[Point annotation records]
* Begin *

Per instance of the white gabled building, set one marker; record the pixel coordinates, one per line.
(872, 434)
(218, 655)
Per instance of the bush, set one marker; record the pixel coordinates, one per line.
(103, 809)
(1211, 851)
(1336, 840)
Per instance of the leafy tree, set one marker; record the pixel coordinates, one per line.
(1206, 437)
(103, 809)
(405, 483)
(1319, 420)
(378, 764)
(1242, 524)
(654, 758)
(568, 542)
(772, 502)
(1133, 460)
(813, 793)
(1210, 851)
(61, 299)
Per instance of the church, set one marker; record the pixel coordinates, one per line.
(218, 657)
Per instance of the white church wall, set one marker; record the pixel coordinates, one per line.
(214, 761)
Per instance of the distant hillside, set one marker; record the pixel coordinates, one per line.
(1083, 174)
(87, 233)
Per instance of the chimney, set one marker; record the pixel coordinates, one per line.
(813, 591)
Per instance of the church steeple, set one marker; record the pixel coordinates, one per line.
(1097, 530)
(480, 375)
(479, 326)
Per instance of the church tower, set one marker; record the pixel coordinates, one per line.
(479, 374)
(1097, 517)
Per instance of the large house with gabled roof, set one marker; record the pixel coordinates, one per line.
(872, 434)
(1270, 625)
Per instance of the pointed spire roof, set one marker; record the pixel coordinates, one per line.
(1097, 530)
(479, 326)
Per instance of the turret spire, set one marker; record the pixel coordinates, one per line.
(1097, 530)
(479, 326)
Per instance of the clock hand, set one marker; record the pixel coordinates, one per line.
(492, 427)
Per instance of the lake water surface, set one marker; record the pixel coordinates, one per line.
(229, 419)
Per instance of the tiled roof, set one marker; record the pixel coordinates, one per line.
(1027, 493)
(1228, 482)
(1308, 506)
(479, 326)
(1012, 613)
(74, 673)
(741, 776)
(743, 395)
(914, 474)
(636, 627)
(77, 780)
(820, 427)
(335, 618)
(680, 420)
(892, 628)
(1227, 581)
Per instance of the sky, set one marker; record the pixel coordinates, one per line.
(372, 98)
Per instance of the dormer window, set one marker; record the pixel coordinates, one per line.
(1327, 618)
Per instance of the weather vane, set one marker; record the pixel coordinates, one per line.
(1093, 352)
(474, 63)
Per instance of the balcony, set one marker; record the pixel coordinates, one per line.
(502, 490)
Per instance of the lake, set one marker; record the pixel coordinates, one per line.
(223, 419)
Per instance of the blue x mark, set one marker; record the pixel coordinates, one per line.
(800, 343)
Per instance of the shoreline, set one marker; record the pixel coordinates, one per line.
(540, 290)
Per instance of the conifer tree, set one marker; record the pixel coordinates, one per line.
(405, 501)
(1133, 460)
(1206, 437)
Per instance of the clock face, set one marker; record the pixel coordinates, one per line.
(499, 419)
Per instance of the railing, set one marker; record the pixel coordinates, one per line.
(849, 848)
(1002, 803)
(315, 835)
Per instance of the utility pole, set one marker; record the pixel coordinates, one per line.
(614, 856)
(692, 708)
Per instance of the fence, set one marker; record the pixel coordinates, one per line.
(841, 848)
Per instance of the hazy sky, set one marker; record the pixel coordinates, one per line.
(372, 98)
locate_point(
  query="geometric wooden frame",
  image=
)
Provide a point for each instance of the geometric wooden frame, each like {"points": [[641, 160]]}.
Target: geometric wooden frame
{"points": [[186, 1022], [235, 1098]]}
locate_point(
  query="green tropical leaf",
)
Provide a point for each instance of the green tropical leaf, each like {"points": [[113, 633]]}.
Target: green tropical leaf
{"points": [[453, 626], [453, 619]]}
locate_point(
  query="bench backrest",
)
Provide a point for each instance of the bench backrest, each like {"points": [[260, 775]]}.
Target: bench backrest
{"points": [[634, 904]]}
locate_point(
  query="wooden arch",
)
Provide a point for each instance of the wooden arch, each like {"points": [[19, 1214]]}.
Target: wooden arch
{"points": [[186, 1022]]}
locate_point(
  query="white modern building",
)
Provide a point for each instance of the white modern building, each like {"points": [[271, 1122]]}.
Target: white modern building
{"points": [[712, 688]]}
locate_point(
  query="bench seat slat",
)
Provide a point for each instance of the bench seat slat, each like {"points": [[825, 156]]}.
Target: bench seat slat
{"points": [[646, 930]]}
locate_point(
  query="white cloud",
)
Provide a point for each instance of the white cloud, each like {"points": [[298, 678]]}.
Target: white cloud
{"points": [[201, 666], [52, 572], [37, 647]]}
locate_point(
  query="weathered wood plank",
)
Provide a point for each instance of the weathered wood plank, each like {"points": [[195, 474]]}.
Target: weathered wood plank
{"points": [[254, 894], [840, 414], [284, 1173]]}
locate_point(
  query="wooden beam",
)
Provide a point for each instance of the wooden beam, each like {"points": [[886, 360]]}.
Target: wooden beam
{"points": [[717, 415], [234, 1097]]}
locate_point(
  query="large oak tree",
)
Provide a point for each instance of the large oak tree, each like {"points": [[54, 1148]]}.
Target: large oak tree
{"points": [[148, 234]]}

* End *

Required work: Convert the material above into a numbered list with one entry per line, leaving out any blank lines.

Answer below:
1. Per instance of the white gabled building, set one marker; record the pixel coordinates, one per line.
2. (872, 434)
3. (218, 655)
4. Per instance of the bush, set one marker; record the pixel coordinates, one per line.
5. (103, 809)
6. (1211, 851)
7. (1336, 840)
8. Per instance of the leafy tree, set one marker; record the pixel coordinates, one per line.
9. (1206, 437)
10. (103, 809)
11. (405, 483)
12. (1319, 420)
13. (378, 764)
14. (1242, 524)
15. (654, 758)
16. (568, 542)
17. (772, 502)
18. (1133, 460)
19. (813, 793)
20. (1210, 851)
21. (61, 299)
22. Per instance of the church, set one marker; record the pixel coordinates, one per line.
23. (218, 657)
24. Per instance of the white church wall, set one marker; record the pixel coordinates, one per line.
25. (214, 761)
26. Per instance of the distant hillside, set one marker; record the pixel coordinates, one per line.
27. (1083, 174)
28. (87, 233)
29. Per instance of the chimney, set one marker; record the pixel coordinates, one per line.
30. (813, 591)
31. Per instance of the church steeple, set one marker; record the pixel coordinates, one per line.
32. (1097, 530)
33. (480, 375)
34. (479, 326)
35. Per instance of the church tower, set one marker; record the pixel coordinates, one per line.
36. (479, 374)
37. (1097, 517)
38. Per instance of the large house with gabled roof, set one marker; record the pixel coordinates, one per line.
39. (872, 434)
40. (1270, 625)
41. Per instance of the pointed spire roof, set one marker; record the pixel coordinates, one per line.
42. (1097, 530)
43. (479, 326)
44. Per instance of the turret spire, set one marker; record the pixel coordinates, one per line.
45. (1097, 530)
46. (479, 326)
47. Per instance of the clock hand, set one marker; record the pixel coordinates, one per line.
48. (492, 427)
49. Per instance of the lake water surface, set one marker; record the pixel coordinates, one per line.
50. (229, 419)
51. Per instance of the tiled roof, set one marker; record the pixel coordinates, one per line.
52. (1027, 493)
53. (1228, 482)
54. (1308, 506)
55. (479, 326)
56. (1012, 613)
57. (74, 673)
58. (741, 776)
59. (743, 395)
60. (914, 474)
61. (636, 627)
62. (77, 780)
63. (820, 427)
64. (335, 618)
65. (680, 420)
66. (892, 628)
67. (1227, 581)
68. Per instance of the sky, set one marker; record the pixel coordinates, one per line.
69. (372, 98)
70. Per instance of the dormer window, set one marker; record the pixel coordinates, one per line.
71. (1327, 618)
72. Per instance of the weather vane, set one marker; record the pixel coordinates, one per line.
73. (1093, 352)
74. (474, 63)
75. Per instance of the balcony, set one marker; record the pixel coordinates, one per line.
76. (502, 490)
77. Per instance of the lake, set one marker; record the pixel coordinates, one per line.
78. (223, 419)
79. Per instance of the blue x mark, set one marker; record the pixel coordinates, one per line.
80. (800, 343)
81. Per instance of the shoreline, set one marker; record the pixel coordinates, one per line.
82. (540, 290)
83. Per instance of the conifer tree, set one marker; record the pixel coordinates, one per line.
84. (405, 501)
85. (1133, 460)
86. (1206, 437)
87. Per instance of the clock face, set one marker; record the pixel coordinates, one per line.
88. (499, 419)
89. Per instance of the railing, set one marker; record the pixel coordinates, one per line.
90. (849, 848)
91. (1002, 803)
92. (315, 835)
93. Per instance of the utility pole, set one marker; record the pixel coordinates, one per line.
94. (614, 856)
95. (692, 708)
96. Per instance of the fence, set one marker; record the pixel coordinates, one per line.
97. (841, 848)
98. Per instance of the hazy sky, set one marker; record the pixel coordinates, one per line.
99. (372, 98)
100. locate_point(
101.   query="geometric wooden frame",
102.   image=
103. )
104. Provide a point for each instance of the geometric wooden frame, each like {"points": [[641, 160]]}.
105. Target: geometric wooden frame
106. {"points": [[186, 1022], [235, 1098]]}
107. locate_point(
108.   query="green tropical leaf",
109. )
110. Provide a point for each instance of the green tropical leaf, each like {"points": [[113, 633]]}.
111. Target: green tropical leaf
112. {"points": [[453, 626], [453, 619]]}
113. locate_point(
114.   query="bench backrest",
115. )
116. Provide a point for each instance of the bench backrest, each like {"points": [[260, 775]]}.
117. Target: bench backrest
118. {"points": [[634, 904]]}
119. locate_point(
120.   query="wooden arch",
121. )
122. Provide a point for each instance of the wooden arch, each like {"points": [[19, 1214]]}.
123. Target: wooden arch
124. {"points": [[186, 1022]]}
125. locate_point(
126.   query="white modern building",
127. )
128. Provide a point for each instance of the white modern building, each like {"points": [[271, 1122]]}.
129. Target: white modern building
130. {"points": [[712, 688]]}
131. locate_point(
132.   query="bench seat slat",
133. )
134. Provide a point for each instance of the bench seat slat, each like {"points": [[825, 156]]}.
135. Target: bench seat slat
136. {"points": [[646, 930]]}
137. locate_point(
138.   query="white cloud",
139. )
140. Provide a point for each instance of the white cloud, each like {"points": [[298, 678]]}.
141. Target: white cloud
142. {"points": [[201, 666], [52, 572], [37, 647]]}
143. locate_point(
144.   query="weathered wood plank",
145. )
146. Provide a point for each instance of the weathered wood plank, each like {"points": [[195, 474]]}.
147. Target: weathered wood plank
148. {"points": [[254, 894], [840, 414], [284, 1173]]}
149. locate_point(
150.   query="wooden beam",
151. )
152. Provide a point for each instance of the wooden beam, each like {"points": [[886, 360]]}.
153. Target: wooden beam
154. {"points": [[717, 415], [234, 1097]]}
155. locate_point(
156.   query="large oak tree",
157. )
158. Provide a point for each instance of the large oak tree, each like {"points": [[54, 1148]]}.
159. Target: large oak tree
160. {"points": [[148, 234]]}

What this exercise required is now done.